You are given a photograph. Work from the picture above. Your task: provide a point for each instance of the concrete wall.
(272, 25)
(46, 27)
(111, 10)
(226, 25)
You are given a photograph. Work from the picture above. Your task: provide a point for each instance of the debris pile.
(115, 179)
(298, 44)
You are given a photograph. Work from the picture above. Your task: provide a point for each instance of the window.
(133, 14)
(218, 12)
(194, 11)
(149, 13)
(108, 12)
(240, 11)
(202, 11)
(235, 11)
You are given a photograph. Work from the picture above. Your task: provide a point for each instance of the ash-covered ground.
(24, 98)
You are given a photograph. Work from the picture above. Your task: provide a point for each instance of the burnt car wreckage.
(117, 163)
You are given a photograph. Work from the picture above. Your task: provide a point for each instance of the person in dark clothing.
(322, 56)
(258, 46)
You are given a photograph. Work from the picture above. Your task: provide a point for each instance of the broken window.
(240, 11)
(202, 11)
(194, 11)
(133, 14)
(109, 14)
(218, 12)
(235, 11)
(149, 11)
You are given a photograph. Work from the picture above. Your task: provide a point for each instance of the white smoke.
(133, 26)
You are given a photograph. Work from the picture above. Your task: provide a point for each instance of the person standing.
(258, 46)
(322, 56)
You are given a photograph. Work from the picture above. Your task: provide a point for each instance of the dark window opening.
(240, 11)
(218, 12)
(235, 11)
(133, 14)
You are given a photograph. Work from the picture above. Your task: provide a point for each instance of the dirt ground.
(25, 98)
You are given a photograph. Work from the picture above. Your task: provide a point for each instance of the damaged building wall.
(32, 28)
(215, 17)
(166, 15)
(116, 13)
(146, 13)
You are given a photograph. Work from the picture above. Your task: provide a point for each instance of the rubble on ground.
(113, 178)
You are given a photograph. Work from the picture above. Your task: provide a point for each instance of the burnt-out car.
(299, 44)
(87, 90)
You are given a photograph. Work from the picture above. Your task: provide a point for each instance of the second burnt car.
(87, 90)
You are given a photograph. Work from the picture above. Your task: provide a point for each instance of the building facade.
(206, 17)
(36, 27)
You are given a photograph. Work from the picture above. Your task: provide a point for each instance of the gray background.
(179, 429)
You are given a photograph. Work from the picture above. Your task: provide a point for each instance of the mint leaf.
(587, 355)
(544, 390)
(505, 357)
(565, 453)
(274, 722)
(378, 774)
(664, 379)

◆ ◆ ◆ ◆

Description of the task: Exactly reproduce the lines of the entries above, from the one containing "the person standing." to the very last, and no others.

Solution to the problem:
You are given a photograph. Work from the picture above. Your task: provide a point for each instance of the person standing.
(258, 46)
(322, 56)
You are given a photograph. Work from the picture above. Your task: provide a point for each instance of the dark window opening.
(240, 11)
(218, 12)
(235, 11)
(133, 14)
You are given a photograph. Work from the picture above. Your task: provide a point for each instance of the dirt ground.
(25, 98)
You are given a photograph. Work from the picture above. Your task: provide a point for each instance of the damaged building wall.
(32, 28)
(215, 17)
(166, 15)
(116, 13)
(146, 13)
You are given a photograph. Work from the picture above. Your task: provide a point for each instance of the rubble on ground.
(113, 178)
You are given a photograph. Work from the picture above. Your task: provide a point for each instance of the burnt-out car.
(299, 44)
(87, 90)
You are given a photograph. Work from the picture above. Your task: provide a point for each instance of the second burnt car.
(87, 90)
You are given a photograph. Work from the picture above. Your task: provide a point for each instance of the building facade.
(206, 17)
(36, 27)
You are given a photograph. Work from the picture above. Your task: provide a point for each instance of the gray background.
(179, 429)
You are given a photograph. Work from the picture above. Your task: provide a point for each instance of the mint leaf.
(587, 355)
(544, 390)
(505, 357)
(565, 453)
(274, 722)
(378, 774)
(664, 379)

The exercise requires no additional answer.